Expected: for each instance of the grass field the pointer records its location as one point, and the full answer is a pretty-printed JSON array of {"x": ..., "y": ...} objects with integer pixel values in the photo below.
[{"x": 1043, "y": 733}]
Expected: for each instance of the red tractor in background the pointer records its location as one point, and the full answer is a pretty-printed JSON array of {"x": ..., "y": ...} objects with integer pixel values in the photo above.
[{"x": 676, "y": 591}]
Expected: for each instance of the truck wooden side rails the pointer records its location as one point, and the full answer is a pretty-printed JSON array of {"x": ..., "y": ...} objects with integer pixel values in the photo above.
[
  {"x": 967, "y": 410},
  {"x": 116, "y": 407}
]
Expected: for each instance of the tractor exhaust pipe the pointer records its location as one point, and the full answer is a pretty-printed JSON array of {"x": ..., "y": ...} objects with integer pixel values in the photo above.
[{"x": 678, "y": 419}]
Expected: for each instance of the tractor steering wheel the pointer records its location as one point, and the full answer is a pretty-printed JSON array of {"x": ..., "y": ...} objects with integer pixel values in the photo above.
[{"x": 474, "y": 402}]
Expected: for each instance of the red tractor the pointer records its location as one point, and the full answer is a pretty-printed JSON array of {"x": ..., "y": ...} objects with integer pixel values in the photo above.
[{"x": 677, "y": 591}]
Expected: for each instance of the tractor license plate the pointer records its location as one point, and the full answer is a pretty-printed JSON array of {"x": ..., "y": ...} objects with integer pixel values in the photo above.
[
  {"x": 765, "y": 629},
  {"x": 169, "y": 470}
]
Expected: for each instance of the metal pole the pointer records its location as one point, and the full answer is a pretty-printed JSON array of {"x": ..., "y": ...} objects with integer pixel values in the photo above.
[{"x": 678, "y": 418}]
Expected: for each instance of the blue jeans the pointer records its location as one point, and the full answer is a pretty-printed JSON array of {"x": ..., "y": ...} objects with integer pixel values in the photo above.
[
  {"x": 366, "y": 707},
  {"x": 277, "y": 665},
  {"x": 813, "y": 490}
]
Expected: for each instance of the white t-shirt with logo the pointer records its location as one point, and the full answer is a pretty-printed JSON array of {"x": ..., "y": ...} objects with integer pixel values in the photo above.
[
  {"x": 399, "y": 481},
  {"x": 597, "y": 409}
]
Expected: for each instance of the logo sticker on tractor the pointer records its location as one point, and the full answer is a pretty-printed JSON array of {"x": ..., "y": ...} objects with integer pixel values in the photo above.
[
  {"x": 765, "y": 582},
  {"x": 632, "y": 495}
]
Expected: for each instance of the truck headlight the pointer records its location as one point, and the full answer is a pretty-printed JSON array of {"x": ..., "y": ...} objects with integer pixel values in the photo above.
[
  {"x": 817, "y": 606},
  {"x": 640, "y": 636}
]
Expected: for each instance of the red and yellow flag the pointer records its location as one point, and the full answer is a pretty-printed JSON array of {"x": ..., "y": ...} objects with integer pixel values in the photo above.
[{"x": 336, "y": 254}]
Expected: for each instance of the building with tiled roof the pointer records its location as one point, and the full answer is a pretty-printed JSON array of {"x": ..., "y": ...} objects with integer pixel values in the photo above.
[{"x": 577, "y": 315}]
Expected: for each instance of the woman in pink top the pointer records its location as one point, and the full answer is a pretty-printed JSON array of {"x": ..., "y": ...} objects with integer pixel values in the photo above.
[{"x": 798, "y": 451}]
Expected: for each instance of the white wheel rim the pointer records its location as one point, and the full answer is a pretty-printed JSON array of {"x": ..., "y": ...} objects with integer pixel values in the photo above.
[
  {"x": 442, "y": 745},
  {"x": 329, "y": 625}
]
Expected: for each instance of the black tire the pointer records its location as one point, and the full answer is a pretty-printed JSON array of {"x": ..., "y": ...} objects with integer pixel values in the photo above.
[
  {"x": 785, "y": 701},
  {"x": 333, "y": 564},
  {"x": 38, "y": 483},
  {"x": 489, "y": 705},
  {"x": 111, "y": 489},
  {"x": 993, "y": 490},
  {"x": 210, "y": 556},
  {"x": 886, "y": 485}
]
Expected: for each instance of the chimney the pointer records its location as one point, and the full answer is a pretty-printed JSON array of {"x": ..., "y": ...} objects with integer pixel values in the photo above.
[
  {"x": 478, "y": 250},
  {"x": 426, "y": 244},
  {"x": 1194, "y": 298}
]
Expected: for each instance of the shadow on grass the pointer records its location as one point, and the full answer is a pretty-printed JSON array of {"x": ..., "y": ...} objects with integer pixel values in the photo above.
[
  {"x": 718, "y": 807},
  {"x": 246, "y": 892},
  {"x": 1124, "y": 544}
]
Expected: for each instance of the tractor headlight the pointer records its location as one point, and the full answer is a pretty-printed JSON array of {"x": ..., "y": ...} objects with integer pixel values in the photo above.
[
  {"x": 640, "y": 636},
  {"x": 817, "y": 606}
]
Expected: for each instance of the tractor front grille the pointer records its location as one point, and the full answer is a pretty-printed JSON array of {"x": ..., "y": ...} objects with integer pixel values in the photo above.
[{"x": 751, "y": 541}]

> [AIM OF THE TASK] A word-for-word transcription of all the data is needed.

> [FINAL ANSWER]
Expected: for each instance of the grass field the pointer records its location as one point, and the full answer is a pretty-printed JSON array of {"x": ..., "y": ...} objects with integer pixel values in the photo below.
[{"x": 1043, "y": 733}]
Expected: for each instance of the red tractor in background the pointer records its location as one point, and the full answer is a pretty-printed JSON array of {"x": ..., "y": ...} objects with integer pixel values in the photo above.
[{"x": 676, "y": 591}]
Expected: for each instance of the truck wooden side rails the pointer records its location as one point, and the full answer is a pretty-printed JSON array of {"x": ..., "y": ...} objects with integer pixel values in the photo above.
[
  {"x": 967, "y": 410},
  {"x": 116, "y": 407}
]
Expected: for each instance of the tractor exhaust pipe the pointer records its location as one point, and the full answer is a pretty-printed JSON array of {"x": ..., "y": ...} objects with integer pixel values in the photo above.
[{"x": 678, "y": 419}]
Expected: for each instance of the tractor steering wheel the pointer records its location as one point, and the full answer is a pretty-printed JSON array of {"x": ..., "y": ...} objects with integer pixel values in the photo above.
[{"x": 474, "y": 402}]
Expected: for each instance of the red tractor the pointer records its location as one point, and the full answer is a pretty-printed JSON array of {"x": ..., "y": ...} objects with integer pixel values in the photo above.
[{"x": 677, "y": 591}]
Expected: for each instance of the tractor license plate the pointer records its location as one point, and the full answer is a pretty-printed JSON array of {"x": ..., "y": ...} objects with integer pixel values in the photo above.
[
  {"x": 765, "y": 629},
  {"x": 169, "y": 470}
]
Expected: for each instance of the metal pole the pointer records its location as one point, and the full answer is a pretty-printed JSON array of {"x": ..., "y": ...} objects with integer pixel values in the photo above.
[{"x": 678, "y": 418}]
Expected: for each instance of the blue jeans the pointer records its location as one point, and the full answer is a pretty-printed JSON array of {"x": ..., "y": ...} objects with integer pixel values in the photo above.
[
  {"x": 366, "y": 707},
  {"x": 277, "y": 665},
  {"x": 813, "y": 490}
]
Expected: for each instance of the white t-shirt with logo the pointer records its location as one point, and the full answer is a pretty-printed JSON array of {"x": ..., "y": ...} objects with integer pixel values in the photo above.
[
  {"x": 399, "y": 481},
  {"x": 597, "y": 409}
]
Expected: for each instance of the logo sticker on tractor the pointer records its location as one point, and the full answer is a pretty-printed JSON array of {"x": ..., "y": ...} objects with integer pixel values in the photo above.
[
  {"x": 765, "y": 582},
  {"x": 632, "y": 495}
]
Expected: for each instance of the truck headlight the pointer records its location as one point, and the full answer is a pretty-printed JSON array of {"x": ..., "y": ...} objects with integer pixel values in the photo above.
[
  {"x": 817, "y": 606},
  {"x": 640, "y": 636}
]
Expected: for each instance of the red and yellow flag the pointer records its location as one point, and the full answer is a pretty-printed JSON array of {"x": ..., "y": ...} objects with integer pixel values in the photo above.
[{"x": 336, "y": 254}]
Expected: for each instance of the building with tiled roof the pointer records its location as one point, and the full answer is a pretty-printed JSON array of {"x": ..., "y": ...} objects with integer pixel values in the photo above.
[{"x": 577, "y": 315}]
Expected: for each instance of the woman in pink top the pointer records its location as one point, and the full answer is a pretty-printed JSON array of {"x": ..., "y": ...} objects with integer pixel values in the photo above.
[{"x": 798, "y": 451}]
Expected: for each instance of the white wheel rim the pointer records its location as one point, and the full answer is a pretty-printed JSON array of {"x": ..., "y": ...} objects with integer pixel values in the photo above.
[
  {"x": 442, "y": 745},
  {"x": 329, "y": 625}
]
Expected: for each instance of the black tire the pointer records its location as one point, and the full answer is a pretty-printed JSON array of {"x": ..., "y": ...} objects with integer pixel values in the photo above.
[
  {"x": 785, "y": 701},
  {"x": 333, "y": 564},
  {"x": 38, "y": 483},
  {"x": 489, "y": 705},
  {"x": 111, "y": 489},
  {"x": 993, "y": 490},
  {"x": 210, "y": 556},
  {"x": 886, "y": 485}
]
Expected: for each instance of the chimney the pointer records its location as one point, and the full answer is a pretty-printed JSON array of {"x": ..., "y": ...} objects with integer pixel values in the photo above.
[
  {"x": 478, "y": 250},
  {"x": 426, "y": 244},
  {"x": 1194, "y": 298}
]
Expected: for each instance of the shadow on grass the pointer records its location as one point, and the full answer is a pretty-printed JSON array of {"x": ..., "y": ...} objects with integer pixel values in the photo above.
[
  {"x": 718, "y": 807},
  {"x": 246, "y": 892},
  {"x": 1124, "y": 544}
]
Expected: for each instance of the tractor headlight the pointer records its location as one point, and the full answer is a pretty-printed JSON array of {"x": ..., "y": ...} objects with integer pixel values in the photo above.
[
  {"x": 640, "y": 636},
  {"x": 817, "y": 606}
]
Expected: for each instance of the tractor front grille the pointer records its location as one point, and the full answer is a pretty-printed JSON array of {"x": ..., "y": ...} objects with integer pixel values in the photo above.
[{"x": 751, "y": 541}]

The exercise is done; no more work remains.